◆ **EXERCISE DETAILS**
Repeat exactly the lines from the one containing "Task: Indicate the roof" through the last line of the records below, both included, and nothing else.

(Entries taken from a collection)
--------------------------------
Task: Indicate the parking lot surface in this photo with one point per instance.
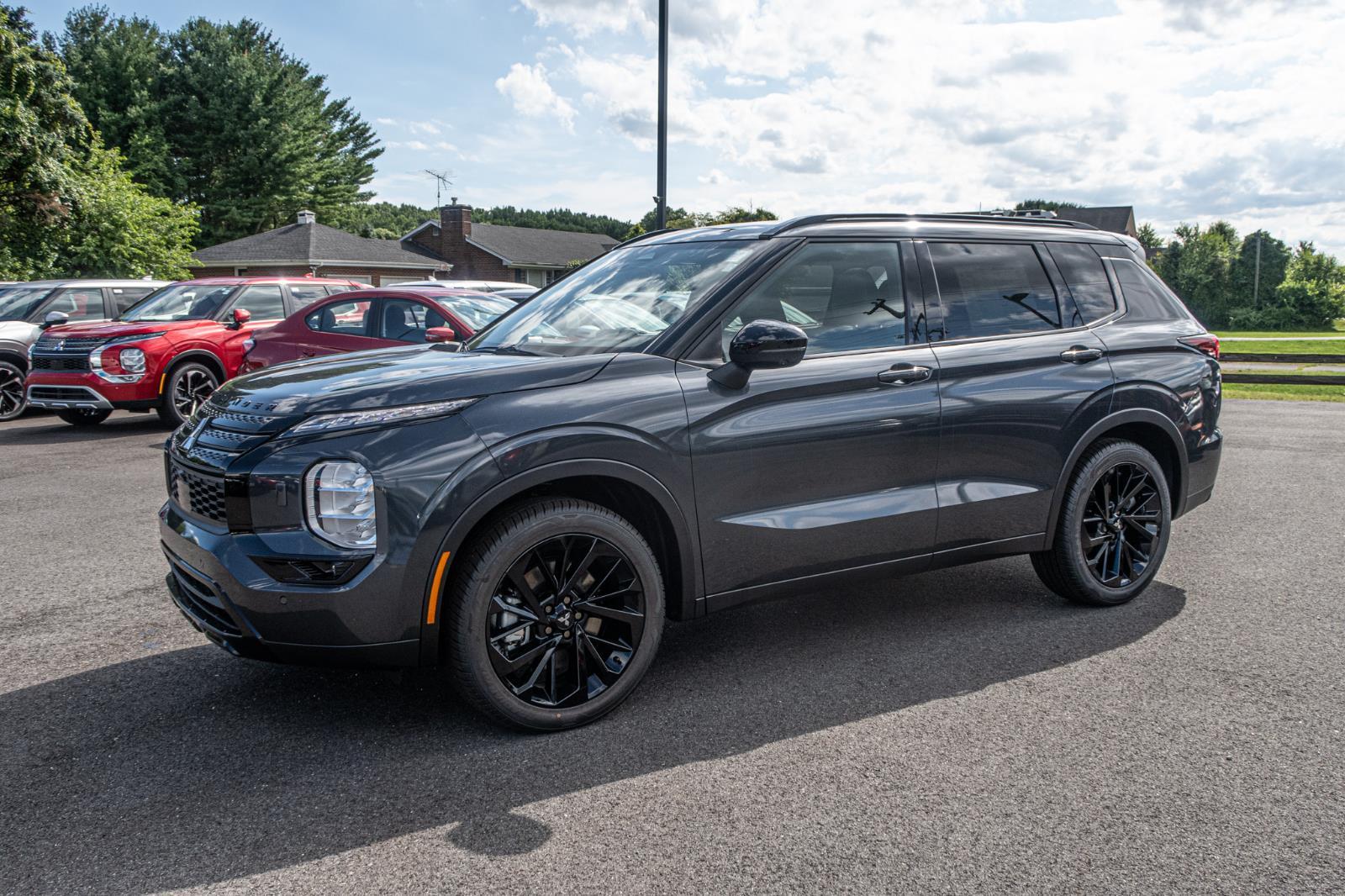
(961, 730)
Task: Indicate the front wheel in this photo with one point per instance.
(13, 401)
(188, 387)
(1113, 530)
(555, 615)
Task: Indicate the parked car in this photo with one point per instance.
(374, 319)
(168, 353)
(479, 286)
(651, 437)
(24, 308)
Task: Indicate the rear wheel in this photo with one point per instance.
(188, 387)
(13, 401)
(555, 615)
(80, 417)
(1113, 530)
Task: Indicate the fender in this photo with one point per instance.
(1111, 421)
(683, 606)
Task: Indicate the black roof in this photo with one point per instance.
(307, 244)
(537, 246)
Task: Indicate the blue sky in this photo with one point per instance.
(1188, 109)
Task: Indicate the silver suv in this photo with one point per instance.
(24, 308)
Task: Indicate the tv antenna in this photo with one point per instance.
(441, 183)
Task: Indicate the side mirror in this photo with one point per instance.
(762, 343)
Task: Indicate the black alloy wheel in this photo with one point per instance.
(1113, 529)
(188, 387)
(568, 616)
(551, 614)
(1121, 525)
(13, 400)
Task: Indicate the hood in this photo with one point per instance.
(390, 377)
(114, 329)
(19, 331)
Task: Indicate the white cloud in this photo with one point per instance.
(531, 94)
(1189, 109)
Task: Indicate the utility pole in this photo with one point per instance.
(661, 217)
(1257, 279)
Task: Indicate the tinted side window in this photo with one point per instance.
(262, 302)
(845, 296)
(345, 318)
(127, 296)
(1087, 280)
(1145, 295)
(81, 304)
(993, 289)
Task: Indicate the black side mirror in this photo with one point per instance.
(762, 343)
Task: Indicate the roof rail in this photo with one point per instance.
(973, 217)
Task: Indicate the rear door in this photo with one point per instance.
(827, 465)
(1019, 387)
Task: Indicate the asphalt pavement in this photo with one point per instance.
(961, 730)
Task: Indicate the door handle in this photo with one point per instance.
(1080, 354)
(901, 374)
--------------------------------
◆ **OUTPUT OF THE EXERCISE**
Task: Indicate the roof rail in this photo with one point per instance.
(973, 217)
Task: Indicate the rear door in this photo with one point per instance.
(827, 465)
(1019, 387)
Task: Indicate the asphalt pavement in this photo with one point per instance.
(961, 730)
Task: Indicate the door handle in this photo with one point per instance.
(1080, 354)
(901, 374)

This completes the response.